### Given information
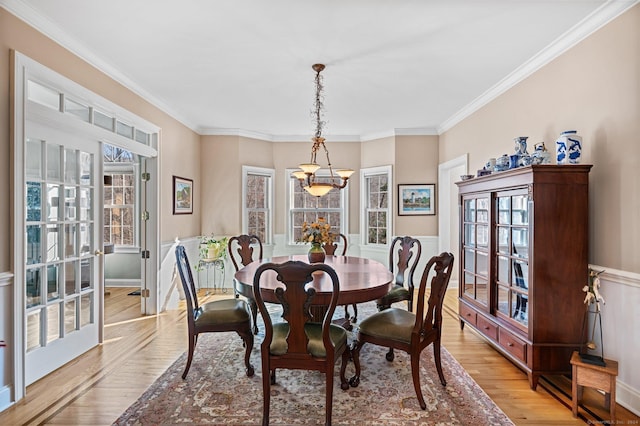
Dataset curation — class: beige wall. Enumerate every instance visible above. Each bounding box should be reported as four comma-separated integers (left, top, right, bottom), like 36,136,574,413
0,8,200,271
440,5,640,273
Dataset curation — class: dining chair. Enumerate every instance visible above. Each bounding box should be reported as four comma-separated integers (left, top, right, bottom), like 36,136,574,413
176,244,254,379
227,234,262,334
322,234,358,322
349,252,453,410
253,261,351,425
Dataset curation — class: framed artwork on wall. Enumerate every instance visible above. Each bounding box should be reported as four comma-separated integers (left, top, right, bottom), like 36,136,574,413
398,183,436,216
173,176,193,214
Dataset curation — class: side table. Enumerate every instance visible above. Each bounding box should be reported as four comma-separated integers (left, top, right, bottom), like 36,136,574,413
199,257,227,295
571,351,618,423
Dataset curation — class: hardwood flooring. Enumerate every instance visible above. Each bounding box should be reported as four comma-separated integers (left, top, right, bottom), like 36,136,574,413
0,288,638,425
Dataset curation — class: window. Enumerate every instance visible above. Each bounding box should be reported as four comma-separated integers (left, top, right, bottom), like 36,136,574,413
103,144,138,247
242,166,274,244
360,166,392,245
287,170,349,244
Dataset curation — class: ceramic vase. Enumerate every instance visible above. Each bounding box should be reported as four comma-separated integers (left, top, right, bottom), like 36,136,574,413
307,243,326,263
556,130,582,164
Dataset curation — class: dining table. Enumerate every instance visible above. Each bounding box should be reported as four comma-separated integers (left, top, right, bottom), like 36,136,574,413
235,255,393,328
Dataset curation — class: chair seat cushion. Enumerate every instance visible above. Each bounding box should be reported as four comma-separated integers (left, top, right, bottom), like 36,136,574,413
195,298,251,325
378,285,411,306
269,322,347,358
358,308,416,343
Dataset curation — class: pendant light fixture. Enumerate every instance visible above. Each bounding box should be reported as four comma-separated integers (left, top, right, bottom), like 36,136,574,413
293,64,354,197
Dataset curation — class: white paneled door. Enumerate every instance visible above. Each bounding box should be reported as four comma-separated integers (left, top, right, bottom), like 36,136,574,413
23,121,102,385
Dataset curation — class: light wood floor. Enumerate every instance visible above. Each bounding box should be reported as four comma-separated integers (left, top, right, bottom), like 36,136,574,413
0,288,638,425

### Requirement
Rewrite the data from the start through the line containing "173,176,193,214" as a two-column CSV with the headers text and answer. Each row should pair one instruction with the lines that answer it, with each field in double quotes, line breaks replaced by spaces, and the pictures left out.

### Written response
text,answer
"Dataset curation — class: beige wall. Enumerate every instance visible above. Each bounding box should be reported as four comma-separated integers (left, top, right, bottom), like 36,136,574,413","0,8,200,271 440,5,640,273"
"Dataset curation — class: dining chair. Enumerate every instance visible above. Each bounding box should be reported as four comma-separated integers (left, top, right, bottom), like 36,136,574,413","176,244,254,379 227,234,262,334 322,234,358,322 349,252,453,410 253,261,351,425"
"Dataset curation — class: framed artwork on wall. Enumerate every instance visible above. Each bounding box should be reported as four comma-separated integers (left, top, right, bottom), like 36,136,574,413","398,183,436,216 173,176,193,214"